TASKS FOR THIS EXERCISE —
1. Answer these questions using the column on controlling AIDS.
(a) About what share of intravenous drug users in Rhode Island are infected with HIV?
(b) How many reported AIDS patients does Rhode Island have?
(c) Who endorsed a pilot needle-exchange program a year before the column?
2. Rewrite the part of the column on controlling AIDS that opens with the words containing "The prospect is" and closes with "dying of AIDS.", putting "grim" in place of "bleak".

SELECTED TEXT —
※
Rod Driver

Column from the Narragansett Times, March 17, 1989

Taking steps to control AIDS


Rhode Island is still in the early stages of the drug-related AIDS epidemic. Only about 10 percent of intravenous drug users in our state are infected with HIV - the virus which causes AIDS.

Yet already intravenous drug users comprise 35 percent of Rhode Island's 235 reported AIDS patients.

About 15 Rhode Island children under the age of three are known to be "HIV positive." And almost all of these were infected at birth by their mothers who were either intravenous drug users or who had acquired the virus from an intravenous drug user.

The prospect is bleak. If the AIDS virus spreads among Rhode Island's drug addicts as it has in New York and New Jersey, in a few years Rhode Island could have a thousand AIDS victims among intravenous drug users alone.

Eleven years ago in New York City only about 10 percent of intravenous drug users were HIV positive. Today that figure has grown to around 80 percent as addicts share contaminated hypodermic needles.

In addition, the addict's sex partners and the babies of addicts or their partners often become infected.

In some cases, entire families have died or are dying of AIDS.

In an effort to limit the spread of AIDS, clean-needle programs have been established in several cities in Europe and North America. Sometimes government-funded and sometimes privately-funded, these programs encourage addicts to exchange contaminated needles for new ones, usually at no charge. A year ago U.S. Surgeon General Dr. C. Everett Koop endorsed the idea of a pilot needle-exchange program to determine whether it could reduce the spread of AIDS in the United States. And just this month the new U.S. Secretary of Health and Human Services, Dr. Louis Sullivan, added his endorsement to the idea.
※
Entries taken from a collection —
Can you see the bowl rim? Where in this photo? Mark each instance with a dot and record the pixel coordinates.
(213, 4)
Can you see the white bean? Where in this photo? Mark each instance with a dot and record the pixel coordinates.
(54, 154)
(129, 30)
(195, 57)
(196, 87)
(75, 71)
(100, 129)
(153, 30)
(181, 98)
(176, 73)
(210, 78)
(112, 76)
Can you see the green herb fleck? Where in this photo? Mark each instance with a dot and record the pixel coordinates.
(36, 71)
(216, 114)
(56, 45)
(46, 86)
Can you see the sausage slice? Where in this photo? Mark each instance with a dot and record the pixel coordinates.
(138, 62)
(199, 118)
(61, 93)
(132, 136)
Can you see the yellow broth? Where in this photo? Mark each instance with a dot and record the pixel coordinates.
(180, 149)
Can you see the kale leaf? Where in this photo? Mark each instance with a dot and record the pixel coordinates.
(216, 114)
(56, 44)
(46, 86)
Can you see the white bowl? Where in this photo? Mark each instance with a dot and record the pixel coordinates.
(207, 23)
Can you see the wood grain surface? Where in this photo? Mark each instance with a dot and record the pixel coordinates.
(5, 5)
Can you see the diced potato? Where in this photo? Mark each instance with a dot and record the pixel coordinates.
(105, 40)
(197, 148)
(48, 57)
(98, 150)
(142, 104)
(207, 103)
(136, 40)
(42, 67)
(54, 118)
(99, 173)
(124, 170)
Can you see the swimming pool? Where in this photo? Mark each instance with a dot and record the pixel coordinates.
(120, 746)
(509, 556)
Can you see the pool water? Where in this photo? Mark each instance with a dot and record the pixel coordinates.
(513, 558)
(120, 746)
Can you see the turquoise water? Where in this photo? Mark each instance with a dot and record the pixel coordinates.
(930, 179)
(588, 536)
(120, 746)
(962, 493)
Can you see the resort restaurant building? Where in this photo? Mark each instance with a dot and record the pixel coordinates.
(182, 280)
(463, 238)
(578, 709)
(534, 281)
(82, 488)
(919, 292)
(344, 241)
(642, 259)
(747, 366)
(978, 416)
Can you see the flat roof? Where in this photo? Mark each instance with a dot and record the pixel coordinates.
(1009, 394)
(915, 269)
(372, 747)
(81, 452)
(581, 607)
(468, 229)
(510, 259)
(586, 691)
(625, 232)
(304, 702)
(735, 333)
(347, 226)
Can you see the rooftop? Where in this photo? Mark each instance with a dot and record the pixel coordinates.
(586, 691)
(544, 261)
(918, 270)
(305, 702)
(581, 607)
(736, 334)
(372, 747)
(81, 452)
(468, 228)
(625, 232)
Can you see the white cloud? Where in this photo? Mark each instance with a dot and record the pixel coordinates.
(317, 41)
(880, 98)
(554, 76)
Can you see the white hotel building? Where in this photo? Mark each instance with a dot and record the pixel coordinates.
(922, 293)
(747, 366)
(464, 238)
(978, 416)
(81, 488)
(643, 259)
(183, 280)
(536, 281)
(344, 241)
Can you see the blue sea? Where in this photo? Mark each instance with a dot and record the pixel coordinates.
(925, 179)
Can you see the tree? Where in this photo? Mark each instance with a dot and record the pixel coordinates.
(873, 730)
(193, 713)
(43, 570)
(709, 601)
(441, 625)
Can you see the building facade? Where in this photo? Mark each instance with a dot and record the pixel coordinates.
※
ANSWERS BY TASK —
1.
(a) About 10 percent
(b) 235
(c) U.S. Surgeon General Dr. C. Everett Koop

2.
The prospect is grim. If the AIDS virus spreads among Rhode Island's drug addicts as it has in New York and New Jersey, in a few years Rhode Island could have a thousand AIDS victims among intravenous drug users alone.

Eleven years ago in New York City only about 10 percent of intravenous drug users were HIV positive. Today that figure has grown to around 80 percent as addicts share contaminated hypodermic needles.

In addition, the addict's sex partners and the babies of addicts or their partners often become infected.

In some cases, entire families have died or are dying of AIDS.